→ **BRANO DA LEGGERE**
C’è chi dice apertamente di non fidarsi più dei cellulari e delle batterie al litio: con il fatto che molte di queste apparecchiature elettroniche siano scoppiate in mezzo alla gente, per strada, nei mercati, nei negozi o nei bar, i libanesi non si sentono più sicuri e temono non vi siano più regole. Molti evitano di recarsi in luoghi troppo affollati e lontani da casa.
A sottolineare questa sensazione di insicurezza, se non di paura, è la dichiarazione stessa del ministro degli Esteri libanese quando ha affermato che quello impiegato da Israele è un metodo di guerra brutale e senza precedenti in fatto di terrorismo, che in questo caso colpisce dovunque e chiunque. In parallelo, il suo rappresentante presso le Nazioni Unite chiedeva di far cessare questa guerra tecnologica.
Benché Hezbollah venga considerato la punta di lancia della resistenza contro Israele, le altre componenti della società libanese, soprattutto i partiti cristiani, ritengono profondamente ingiusto che l’intero Libano debba pagare il prezzo del conflitto tra Israele ed il movimento sciita. In molti si chiedono: cosa potrà accadere domani?
Gli osservatori più astuti si rendono tuttavia conto che di fronte ad attacchi simili Hezbollah non può restare a guardare. Vi è però anche il pericolo di eccedere. Pur sapendo bene che tra i grandi attori non vi è nessuno favorevole ad una logica di escalation, si rendono anche conto che ad ogni colpo aumenterebbe il rischio.
In un accorato discorso rivolto al Libano, il presidente francese Macron si appellava ad una risoluzione diplomatica del conflitto sottolineando che non è interesse di nessuno intensificarlo.
I timori di Israele: Benché lo Stato Ebraico sia stato fiero del successo dell’operazione contro Hezbollah, la sua popolazione si sente inquieta. Si rende conto di essere ormai coinvolta su tre fronti e vede il paese ogni giorno sempre più criticato e isolato a livello internazionale.
Riguardo la possibilità di un conflitto su più vasta scala in Libano, gli israeliani sono divisi: alcuni premono sul governo per tornare nelle case che sono stati costretti ad abbandonare per motivi di sicurezza, altri invece temono l’eventualità di subire danni maggiori ed anche più vaste evacuazioni.
Parte della popolazione è in rotta da tempo con il governo Netanyahu per tutta una serie di motivi dei quali si è parlato in articoli precedenti, con adesso in più l’andamento del conflitto a Gaza e la questione degli ostaggi. Ogni settimana si svolgono regolarmente manifestazioni di protesta in diversi centri del paese, oggi più che mai diviso. Vi è chi pensa che il governo intenda aprire una nuova crisi a Nord per distogliere lo sguardo da Gaza, chi invece vota per il Likud e le destre radicali sentendosi, se non abbandonato, almeno preso in scarsa considerazione in quanto sfollati, mentre altri, a mio giudizio illudendosi, sperano che per via di tutti questi attacchi il Libano avrebbe potuto sollevarsi contro Hezbollah.

→ **INFORMAZIONI ESTRATTE**
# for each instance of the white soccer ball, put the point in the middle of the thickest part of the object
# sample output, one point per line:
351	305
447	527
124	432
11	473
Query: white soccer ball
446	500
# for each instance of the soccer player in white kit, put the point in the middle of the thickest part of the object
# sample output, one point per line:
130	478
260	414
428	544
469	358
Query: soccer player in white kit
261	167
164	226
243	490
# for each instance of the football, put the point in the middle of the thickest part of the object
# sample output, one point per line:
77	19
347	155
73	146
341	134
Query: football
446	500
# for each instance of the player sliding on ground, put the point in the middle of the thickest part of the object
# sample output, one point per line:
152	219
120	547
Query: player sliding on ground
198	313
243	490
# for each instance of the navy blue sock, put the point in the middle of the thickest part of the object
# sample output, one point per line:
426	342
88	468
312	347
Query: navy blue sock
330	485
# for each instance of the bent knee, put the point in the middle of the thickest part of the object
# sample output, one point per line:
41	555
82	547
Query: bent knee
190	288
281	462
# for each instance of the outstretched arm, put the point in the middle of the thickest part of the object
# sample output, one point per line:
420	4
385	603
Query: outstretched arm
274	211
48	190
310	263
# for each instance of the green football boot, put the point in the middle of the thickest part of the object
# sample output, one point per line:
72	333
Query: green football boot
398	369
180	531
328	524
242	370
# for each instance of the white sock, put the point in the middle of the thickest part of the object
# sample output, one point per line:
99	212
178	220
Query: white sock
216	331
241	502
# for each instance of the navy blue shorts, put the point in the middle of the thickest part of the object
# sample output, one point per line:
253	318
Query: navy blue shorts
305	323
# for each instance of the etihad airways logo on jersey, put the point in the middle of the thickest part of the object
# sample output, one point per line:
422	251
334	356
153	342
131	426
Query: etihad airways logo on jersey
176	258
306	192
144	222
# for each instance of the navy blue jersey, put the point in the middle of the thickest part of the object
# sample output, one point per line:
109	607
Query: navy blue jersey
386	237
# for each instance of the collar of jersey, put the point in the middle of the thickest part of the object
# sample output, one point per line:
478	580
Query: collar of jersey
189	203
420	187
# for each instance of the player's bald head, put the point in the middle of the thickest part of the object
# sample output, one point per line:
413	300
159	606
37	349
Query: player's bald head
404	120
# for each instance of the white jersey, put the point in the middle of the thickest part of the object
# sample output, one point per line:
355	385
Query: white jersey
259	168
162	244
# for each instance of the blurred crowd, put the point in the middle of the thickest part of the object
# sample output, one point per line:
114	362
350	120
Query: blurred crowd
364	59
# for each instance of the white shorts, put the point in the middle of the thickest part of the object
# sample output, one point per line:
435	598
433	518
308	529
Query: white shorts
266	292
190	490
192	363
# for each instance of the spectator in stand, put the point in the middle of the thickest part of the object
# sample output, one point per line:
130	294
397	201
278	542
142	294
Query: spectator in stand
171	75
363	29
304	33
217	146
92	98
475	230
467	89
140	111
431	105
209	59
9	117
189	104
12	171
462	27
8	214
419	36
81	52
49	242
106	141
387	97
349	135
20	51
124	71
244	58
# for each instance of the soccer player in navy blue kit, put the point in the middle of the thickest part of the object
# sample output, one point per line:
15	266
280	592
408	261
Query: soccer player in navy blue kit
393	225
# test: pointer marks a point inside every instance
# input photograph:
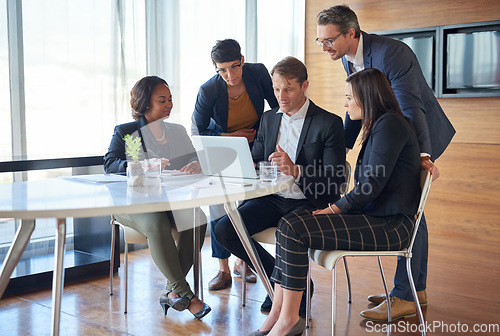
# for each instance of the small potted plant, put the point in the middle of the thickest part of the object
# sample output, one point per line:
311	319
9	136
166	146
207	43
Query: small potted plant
134	167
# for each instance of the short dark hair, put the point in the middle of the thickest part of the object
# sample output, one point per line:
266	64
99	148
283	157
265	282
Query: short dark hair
226	51
140	95
290	68
373	92
342	16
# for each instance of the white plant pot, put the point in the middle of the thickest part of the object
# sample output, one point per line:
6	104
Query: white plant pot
135	174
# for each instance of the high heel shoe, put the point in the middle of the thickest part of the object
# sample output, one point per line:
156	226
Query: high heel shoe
180	303
203	311
297	329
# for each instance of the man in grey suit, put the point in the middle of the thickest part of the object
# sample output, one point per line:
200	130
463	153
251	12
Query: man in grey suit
339	35
304	141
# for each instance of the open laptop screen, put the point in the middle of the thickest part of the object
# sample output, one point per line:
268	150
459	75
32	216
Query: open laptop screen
227	156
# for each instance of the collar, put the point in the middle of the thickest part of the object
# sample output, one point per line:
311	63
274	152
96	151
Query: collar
301	113
358	59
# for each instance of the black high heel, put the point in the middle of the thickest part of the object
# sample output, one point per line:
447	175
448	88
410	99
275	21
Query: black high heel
203	311
180	303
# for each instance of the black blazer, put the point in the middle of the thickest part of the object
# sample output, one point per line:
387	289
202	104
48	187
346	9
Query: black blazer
212	108
178	149
400	65
320	152
387	175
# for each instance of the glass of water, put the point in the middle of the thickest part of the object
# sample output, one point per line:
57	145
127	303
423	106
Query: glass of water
268	171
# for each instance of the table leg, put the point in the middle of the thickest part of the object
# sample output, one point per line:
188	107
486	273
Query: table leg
198	284
241	230
15	252
58	275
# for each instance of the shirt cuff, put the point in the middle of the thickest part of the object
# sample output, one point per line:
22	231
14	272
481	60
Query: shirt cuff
299	175
343	205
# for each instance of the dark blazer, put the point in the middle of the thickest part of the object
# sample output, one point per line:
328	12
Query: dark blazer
211	108
387	175
417	101
320	152
178	149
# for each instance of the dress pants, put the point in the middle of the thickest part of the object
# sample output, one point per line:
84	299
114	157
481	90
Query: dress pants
258	214
300	231
419	259
218	251
173	260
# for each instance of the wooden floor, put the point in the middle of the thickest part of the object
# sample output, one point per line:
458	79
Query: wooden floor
463	289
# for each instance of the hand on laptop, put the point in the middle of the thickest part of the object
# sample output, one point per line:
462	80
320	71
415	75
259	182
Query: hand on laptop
248	133
192	168
284	163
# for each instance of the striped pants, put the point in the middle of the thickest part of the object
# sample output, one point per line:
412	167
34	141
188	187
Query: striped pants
299	231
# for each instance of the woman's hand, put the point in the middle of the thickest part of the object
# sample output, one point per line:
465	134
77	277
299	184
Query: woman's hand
426	164
325	211
192	168
164	163
331	209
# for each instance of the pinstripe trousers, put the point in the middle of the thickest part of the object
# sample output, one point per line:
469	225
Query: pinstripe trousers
299	231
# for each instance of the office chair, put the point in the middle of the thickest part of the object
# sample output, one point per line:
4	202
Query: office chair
329	259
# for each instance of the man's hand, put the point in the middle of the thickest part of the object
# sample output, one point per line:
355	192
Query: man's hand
284	163
426	164
248	133
327	210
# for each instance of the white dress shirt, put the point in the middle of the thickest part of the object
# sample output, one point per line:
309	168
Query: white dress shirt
288	140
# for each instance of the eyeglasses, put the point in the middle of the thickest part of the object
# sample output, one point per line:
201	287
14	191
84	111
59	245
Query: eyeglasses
231	68
329	42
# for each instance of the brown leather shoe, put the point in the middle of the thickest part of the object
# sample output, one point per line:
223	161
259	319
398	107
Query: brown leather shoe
249	276
220	281
399	309
379	298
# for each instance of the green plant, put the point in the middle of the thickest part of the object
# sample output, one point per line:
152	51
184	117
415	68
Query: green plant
132	147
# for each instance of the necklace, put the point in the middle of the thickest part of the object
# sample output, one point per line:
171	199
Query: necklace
162	136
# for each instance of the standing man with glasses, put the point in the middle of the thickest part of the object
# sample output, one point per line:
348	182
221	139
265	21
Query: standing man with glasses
339	35
231	103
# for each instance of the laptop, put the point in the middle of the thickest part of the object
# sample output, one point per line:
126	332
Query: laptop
226	156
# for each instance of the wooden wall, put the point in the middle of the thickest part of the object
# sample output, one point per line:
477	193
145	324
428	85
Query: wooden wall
464	201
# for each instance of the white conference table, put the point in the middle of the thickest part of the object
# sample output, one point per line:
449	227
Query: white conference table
61	198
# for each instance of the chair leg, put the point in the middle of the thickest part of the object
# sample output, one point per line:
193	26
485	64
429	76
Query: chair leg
200	275
198	285
308	295
244	285
334	298
388	299
349	294
126	277
112	260
415	296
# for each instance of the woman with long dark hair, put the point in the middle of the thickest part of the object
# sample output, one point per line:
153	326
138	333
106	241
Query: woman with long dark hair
377	214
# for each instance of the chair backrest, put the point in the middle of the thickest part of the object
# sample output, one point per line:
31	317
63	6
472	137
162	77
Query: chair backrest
425	185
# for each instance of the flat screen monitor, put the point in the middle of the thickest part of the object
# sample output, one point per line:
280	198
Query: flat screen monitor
473	60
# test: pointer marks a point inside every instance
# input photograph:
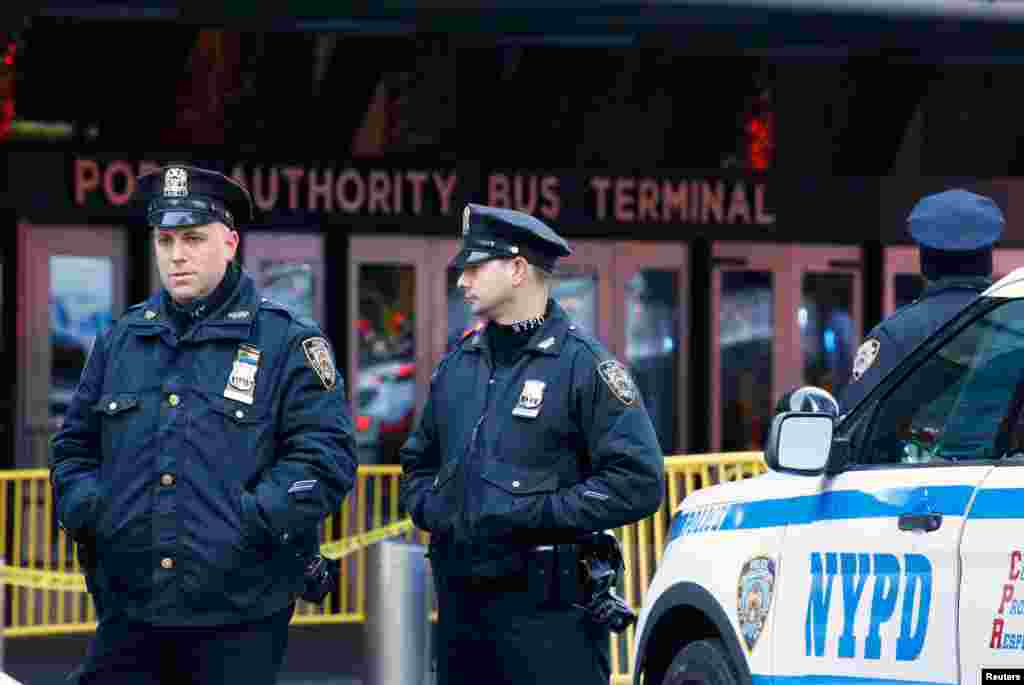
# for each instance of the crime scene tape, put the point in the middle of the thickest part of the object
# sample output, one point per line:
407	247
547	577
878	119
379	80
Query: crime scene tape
34	579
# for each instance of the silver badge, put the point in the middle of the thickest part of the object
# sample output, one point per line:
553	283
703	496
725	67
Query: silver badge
757	582
619	381
529	399
176	182
242	381
866	354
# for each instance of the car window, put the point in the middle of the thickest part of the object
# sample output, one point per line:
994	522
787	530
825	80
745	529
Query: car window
964	402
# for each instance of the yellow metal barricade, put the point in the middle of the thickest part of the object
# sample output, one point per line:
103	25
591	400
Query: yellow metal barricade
46	590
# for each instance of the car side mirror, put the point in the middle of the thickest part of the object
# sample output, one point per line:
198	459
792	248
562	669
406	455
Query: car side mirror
799	442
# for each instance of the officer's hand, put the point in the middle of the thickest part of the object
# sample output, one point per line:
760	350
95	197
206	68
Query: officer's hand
321	576
85	545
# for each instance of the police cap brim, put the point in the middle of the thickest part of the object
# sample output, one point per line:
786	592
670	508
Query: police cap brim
469	256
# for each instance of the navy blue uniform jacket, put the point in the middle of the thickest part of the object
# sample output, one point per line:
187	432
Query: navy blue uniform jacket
199	504
500	462
899	335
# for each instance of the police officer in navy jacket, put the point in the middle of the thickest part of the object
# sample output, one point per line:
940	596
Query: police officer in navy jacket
954	230
208	438
532	438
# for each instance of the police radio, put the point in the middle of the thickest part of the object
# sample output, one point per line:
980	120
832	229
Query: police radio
601	563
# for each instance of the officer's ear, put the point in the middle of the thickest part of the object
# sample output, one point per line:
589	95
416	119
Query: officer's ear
231	241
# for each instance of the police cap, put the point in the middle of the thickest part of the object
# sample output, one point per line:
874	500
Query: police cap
491	232
955	230
178	196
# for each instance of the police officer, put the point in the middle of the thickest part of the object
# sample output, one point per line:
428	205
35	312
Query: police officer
955	230
532	438
207	439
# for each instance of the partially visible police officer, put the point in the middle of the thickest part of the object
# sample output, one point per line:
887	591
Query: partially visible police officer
955	230
532	439
207	439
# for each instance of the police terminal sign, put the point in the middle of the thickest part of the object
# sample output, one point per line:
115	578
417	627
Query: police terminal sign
354	190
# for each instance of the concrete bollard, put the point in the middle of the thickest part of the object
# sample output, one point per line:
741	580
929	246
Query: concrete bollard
396	621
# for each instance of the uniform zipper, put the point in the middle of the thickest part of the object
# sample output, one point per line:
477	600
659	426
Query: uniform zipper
473	478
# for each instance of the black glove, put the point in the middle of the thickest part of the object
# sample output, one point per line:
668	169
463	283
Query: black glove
321	576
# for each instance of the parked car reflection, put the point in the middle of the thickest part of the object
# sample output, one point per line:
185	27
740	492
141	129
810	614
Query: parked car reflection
385	403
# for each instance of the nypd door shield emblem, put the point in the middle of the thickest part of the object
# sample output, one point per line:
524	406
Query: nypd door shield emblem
619	381
757	582
866	354
318	356
175	182
242	382
529	399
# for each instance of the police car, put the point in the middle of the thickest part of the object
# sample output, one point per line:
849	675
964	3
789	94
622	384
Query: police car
885	546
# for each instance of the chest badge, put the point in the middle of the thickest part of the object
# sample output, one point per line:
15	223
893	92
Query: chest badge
242	382
529	399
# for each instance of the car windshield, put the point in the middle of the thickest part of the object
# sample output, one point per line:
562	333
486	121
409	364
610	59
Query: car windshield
965	401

→ **LE CONSEGNE**
#1 Traduci in inglese questa frase del brano sul Libano: "In un accorato discorso rivolto al Libano, il presidente francese Macron si appellava ad una risoluzione diplomatica del conflitto sottolineando che non è interesse di nessuno intensificarlo."
#2 Stampa senza alcuna modifica la parte del brano sul Libano che inizia con "Benché Hezbollah venga" e termina con "aumenterebbe il rischio.".

→ **RISULTATI DELL'ESERCIZIO**
#1 In a heartfelt speech addressed to Lebanon, French President Macron appealed for a diplomatic resolution of the conflict, stressing that it is in no one's interest to intensify it.

#2
Benché Hezbollah venga considerato la punta di lancia della resistenza contro Israele, le altre componenti della società libanese, soprattutto i partiti cristiani, ritengono profondamente ingiusto che l’intero Libano debba pagare il prezzo del conflitto tra Israele ed il movimento sciita. In molti si chiedono: cosa potrà accadere domani?
Gli osservatori più astuti si rendono tuttavia conto che di fronte ad attacchi simili Hezbollah non può restare a guardare. Vi è però anche il pericolo di eccedere. Pur sapendo bene che tra i grandi attori non vi è nessuno favorevole ad una logica di escalation, si rendono anche conto che ad ogni colpo aumenterebbe il rischio.